List of tasks
a) Answer these questions using the text on Windows support in Packer, one answer per line with matching marks.
(i) Over which port must access to the machine be allowed for WinRM to work?
(ii) How long can the resulting timeout take?
(iii) Which communication method do most template examples on the web use?
b) Reproduce word for word the passage of the text on Windows support in Packer from "Finally, you need" up to and including "be used generically.".

Source text

################

The Windows support for Packer is still a bit on the rough side, mostly due to the fact that doing this sort of thing with Windows machines is inherently more complicated than it is for Linux boxes. Luckily for me, I started using Packer after the Windows plugins were incorporated into the primary build of the application, so I didn’t have to do anything special to get Windows support.


It definitely wasn’t all smooth sailing though.

The documentation for the creation of Windows AMI’s from Packer is a little sparse, so I had to do some trial and error in order to figure out how everything fit together.

The main mechanism for executing scripts remotely on Windows is WinRM (Windows Remote Managment), which is basically Powershell remote execution. As such, you need to make sure that you allow access to the machine over port 5985 or nothing will work. It won’t fail straightaway either, it will timeout, which can take upwards of 10 minutes.

You also need to make sure that you specify WinRM as the communication method. Most of the template examples on the web use SSH (because Linux), so its not immediately obvious that you can actually switch to a different communication method.

Finally, you need to include the EC2 and Bundle config files, to tell the instance that it needs to run sysprep, otherwise it won’t regenerate a new Administrator password when you use the AMI to create a new EC2 instance (and thus you wouldn’t be able to retrieve the password from the AWS API). It will also have saved state on it from last time, so its definitely better to run sysprep for an AMI that will be used generically.

################

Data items
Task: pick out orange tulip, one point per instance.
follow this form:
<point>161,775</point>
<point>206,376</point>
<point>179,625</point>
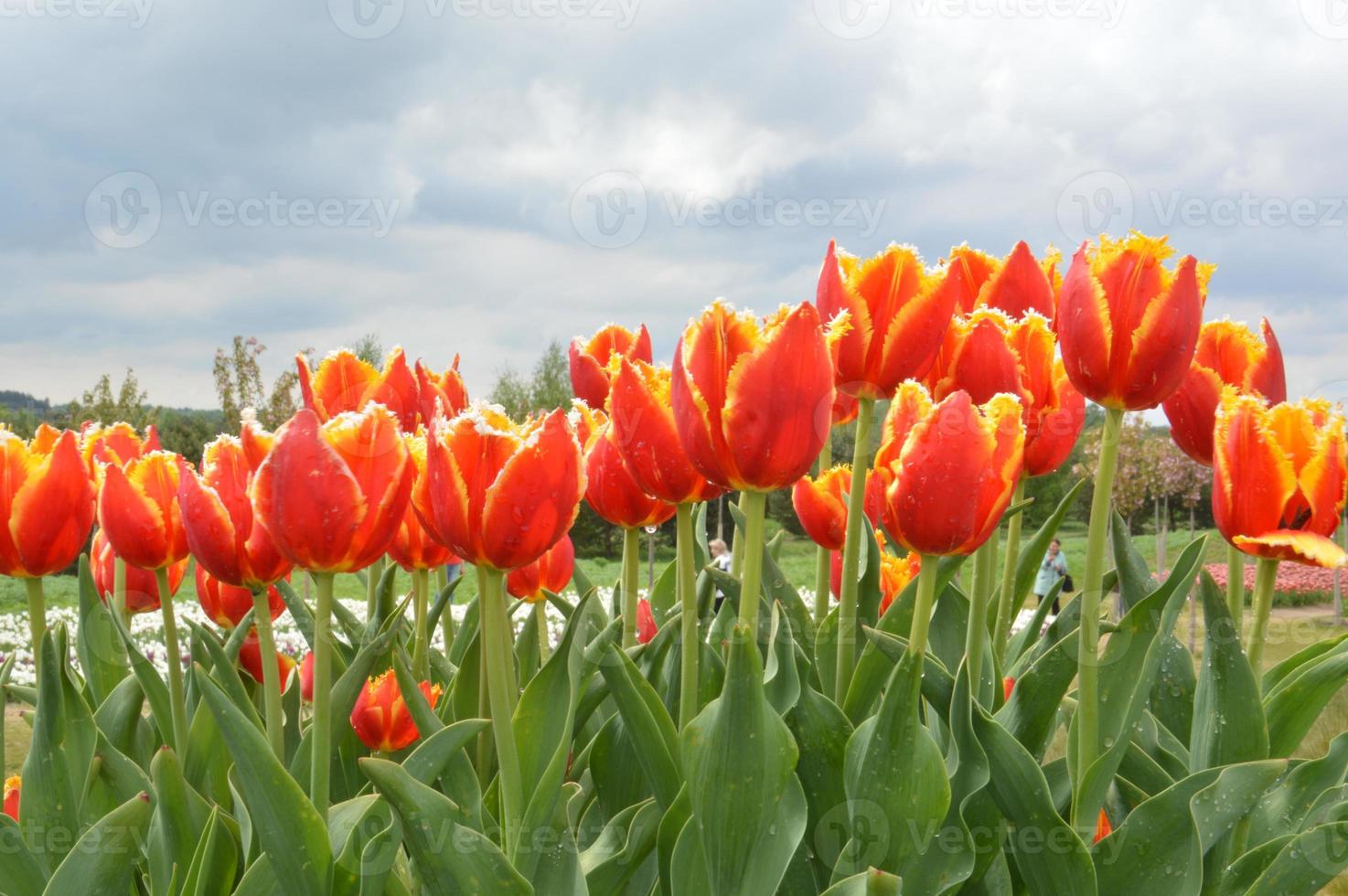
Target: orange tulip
<point>646,628</point>
<point>113,443</point>
<point>46,503</point>
<point>380,719</point>
<point>347,383</point>
<point>440,394</point>
<point>142,588</point>
<point>1228,355</point>
<point>11,796</point>
<point>949,468</point>
<point>591,361</point>
<point>139,512</point>
<point>219,519</point>
<point>612,491</point>
<point>895,318</point>
<point>646,434</point>
<point>987,353</point>
<point>250,657</point>
<point>821,504</point>
<point>753,401</point>
<point>1278,477</point>
<point>225,603</point>
<point>332,495</point>
<point>1128,324</point>
<point>551,571</point>
<point>1017,284</point>
<point>499,494</point>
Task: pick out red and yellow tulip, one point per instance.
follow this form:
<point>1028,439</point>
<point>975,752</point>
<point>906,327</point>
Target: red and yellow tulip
<point>591,361</point>
<point>332,495</point>
<point>380,717</point>
<point>139,512</point>
<point>1128,324</point>
<point>895,315</point>
<point>1278,477</point>
<point>1228,353</point>
<point>753,401</point>
<point>949,468</point>
<point>142,588</point>
<point>500,494</point>
<point>347,383</point>
<point>551,571</point>
<point>46,503</point>
<point>218,515</point>
<point>646,434</point>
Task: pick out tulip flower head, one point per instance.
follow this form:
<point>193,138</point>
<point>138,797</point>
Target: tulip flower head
<point>218,515</point>
<point>551,571</point>
<point>332,495</point>
<point>250,659</point>
<point>500,494</point>
<point>1128,324</point>
<point>949,468</point>
<point>1278,477</point>
<point>11,796</point>
<point>895,315</point>
<point>646,434</point>
<point>1228,353</point>
<point>139,512</point>
<point>753,401</point>
<point>989,352</point>
<point>612,491</point>
<point>380,717</point>
<point>347,383</point>
<point>821,504</point>
<point>142,588</point>
<point>46,503</point>
<point>227,603</point>
<point>591,360</point>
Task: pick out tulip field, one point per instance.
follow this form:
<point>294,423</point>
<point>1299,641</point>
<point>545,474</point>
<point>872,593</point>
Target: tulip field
<point>338,714</point>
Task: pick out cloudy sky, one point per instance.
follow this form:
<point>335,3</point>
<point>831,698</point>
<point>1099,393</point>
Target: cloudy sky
<point>479,176</point>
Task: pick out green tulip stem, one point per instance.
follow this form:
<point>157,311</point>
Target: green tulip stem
<point>690,639</point>
<point>631,566</point>
<point>270,674</point>
<point>1001,622</point>
<point>1092,581</point>
<point>1266,578</point>
<point>852,549</point>
<point>321,720</point>
<point>492,613</point>
<point>176,694</point>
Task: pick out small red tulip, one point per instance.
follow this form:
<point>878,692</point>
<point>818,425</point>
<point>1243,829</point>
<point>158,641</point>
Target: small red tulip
<point>46,503</point>
<point>347,383</point>
<point>753,401</point>
<point>142,588</point>
<point>139,512</point>
<point>1278,478</point>
<point>591,361</point>
<point>380,717</point>
<point>553,571</point>
<point>1128,324</point>
<point>949,468</point>
<point>333,495</point>
<point>499,494</point>
<point>1228,355</point>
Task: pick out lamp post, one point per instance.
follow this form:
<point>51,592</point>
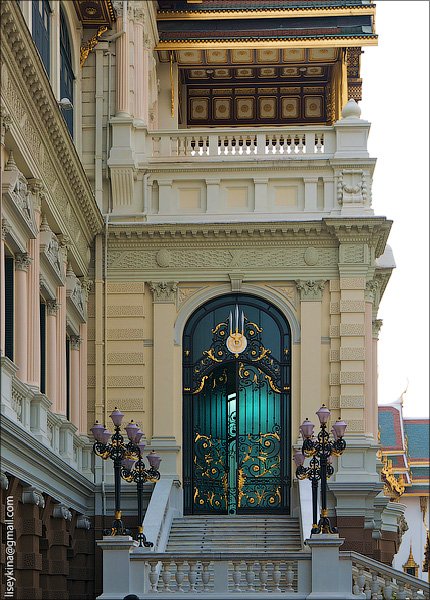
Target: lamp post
<point>108,445</point>
<point>320,468</point>
<point>134,470</point>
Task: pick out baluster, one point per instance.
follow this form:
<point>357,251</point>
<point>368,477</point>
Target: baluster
<point>263,576</point>
<point>192,575</point>
<point>368,591</point>
<point>237,576</point>
<point>153,575</point>
<point>374,586</point>
<point>250,576</point>
<point>361,579</point>
<point>289,577</point>
<point>174,146</point>
<point>181,149</point>
<point>166,576</point>
<point>388,588</point>
<point>277,576</point>
<point>355,588</point>
<point>401,592</point>
<point>179,577</point>
<point>205,576</point>
<point>155,146</point>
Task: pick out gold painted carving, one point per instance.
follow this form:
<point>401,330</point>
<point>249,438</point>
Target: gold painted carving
<point>91,44</point>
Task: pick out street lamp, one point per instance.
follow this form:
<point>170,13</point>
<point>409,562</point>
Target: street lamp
<point>320,468</point>
<point>134,470</point>
<point>108,445</point>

################

Task responses
a)
(i) Port 5985
(ii) Upwards of 10 minutes
(iii) SSH

b)
Finally, you need to include the EC2 and Bundle config files, to tell the instance that it needs to run sysprep, otherwise it won’t regenerate a new Administrator password when you use the AMI to create a new EC2 instance (and thus you wouldn’t be able to retrieve the password from the AWS API). It will also have saved state on it from last time, so its definitely better to run sysprep for an AMI that will be used generically.